▶ _Exercise set_
**A)** In the passage on the multiple sclerosis study, at what intervals were further questionnaire packs sent?
**B)** Rewrite the multiple sclerosis study passage, everything from "This study examines" down to "domains over time.", with "cohort" replaced by "group".
**C)** Could you extend the passage on the multiple sclerosis outcome study, picking up where it stops?

▶ _Passage_

[Start of Attachment]

This study examines the MSIS-29 in a large cohort of pwMS, looking at construct validity using the Rasch model, and other aspects such as minimal important change (MIC). It examines the association between the domains and key demographic and clinical aspects, the converted interval-level metrics are then used to explore the trajectory of domains over time.
Methods
Main sample
Participants were recruited into the Trajectories of Outcome in Neurological Conditions-MS (TONiC-MS) study https://www.finders-study.org/tonic where eligibility criteria included adults with MS (by revised McDonald criteria 4 ) of any subtype and disability level.
Disease subtypes at study entry were classified as relapsing remitting (RR), primary progressive (PP) or secondary progressive (SP). Duration since diagnosis and Expanded Disability Status Scale (EDSS) band were recorded from medical records. 5 Disease-modifying therapies (DMT) were categorised as low or high efficacy. 6 Written informed consent was obtained from all participants prior to enrolment. Ethical approval was granted from research committees (reference 11/NW/0743).
Longitudinal sample
Further questionnaire packs were sent at approximately 9-month intervals. At each follow-up, as well as repeating the questionnaire pack, respondents were asked to comment whether their disability and worry levels were worse, the same, or better compared to when they last completed a pack.

[End of Attachment]

▶ _Collected data_
[Start of Attachment]

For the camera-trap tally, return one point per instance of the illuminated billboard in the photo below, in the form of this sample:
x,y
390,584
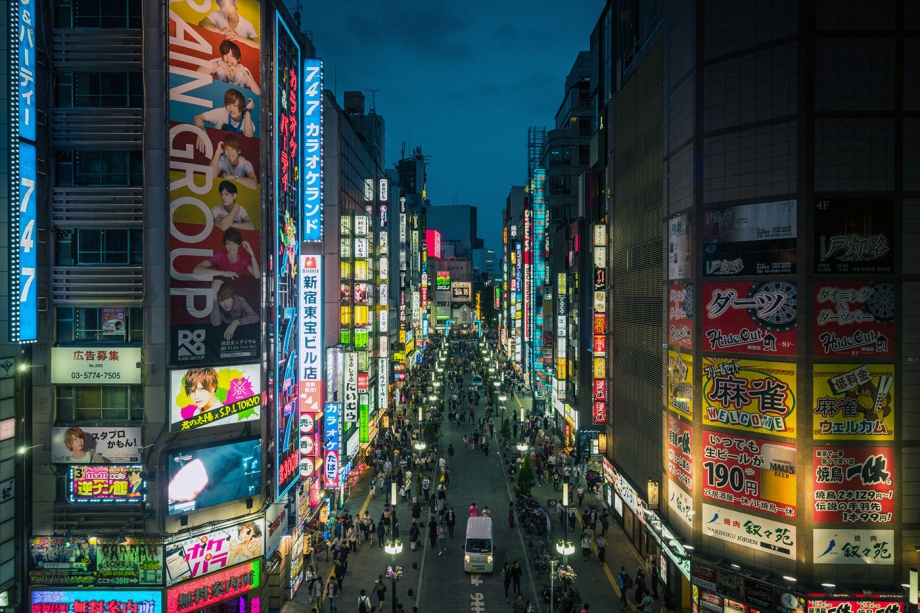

[End of Attachment]

▶ _Answers to the exercises_
**A)** At approximately 9-month intervals.

**B)**
This study examines the MSIS-29 in a large group of pwMS, looking at construct validity using the Rasch model, and other aspects such as minimal important change (MIC). It examines the association between the domains and key demographic and clinical aspects, the converted interval-level metrics are then used to explore the trajectory of domains over time.

**C)**
Calibration sample
Construct validity was examined using the Rasch measurement model. 7 To facilitate the analysis, a sample of 1000 was drawn from the full sample’s first three time points, and further randomised into two sub-samples of 500 for training and validation analyses. No individual was included more than once in the sample. 8 The sample size of each sub-sample was consistent with retaining a Type 1 error rate of 5% using the RUMM2030 software.9,10
Outcome measures
Several patient-reported outcome measures (PROMs) were included in the pack in addition to the change scores on disability and worry. The questionnaires relevant to the current investigation are:
MS Impact Scale (MSIS-29) – The 29 items in MSIS-29 (v1) measure impact in five levels (not at all, a little, moderately, quite a bit, extremely) where respondents are asked to record ‘the impact of MS on your day-to-day life during the past 2 weeks’. Total score ranges 0–116, physical score ranges 0–80, and psychological score ranges 0–36. Higher scores indicate greater impact.
Hospital Anxiety and Depression Scale (HADS) – Two subscales measuring anxiety and depression have associated clinical cut points delivering none-possible-probable caseness. 11
Statistical analysis plan
An overview of the application of the Rasch model is given in Tennant and Kucukdeveci, 12 details in Supplemental File 1 for this analysis. Differential item functioning (DIF) refers to items that function differently between groups of participants: although the participants have the same level of the factor being measured, they answer the scale item differently. 13
One way analysis of variance is applied to examine the discrimination across EDSS (for physical) and HADS caseness (for psychological). Should a total score be derived, this will be tested against EDSS.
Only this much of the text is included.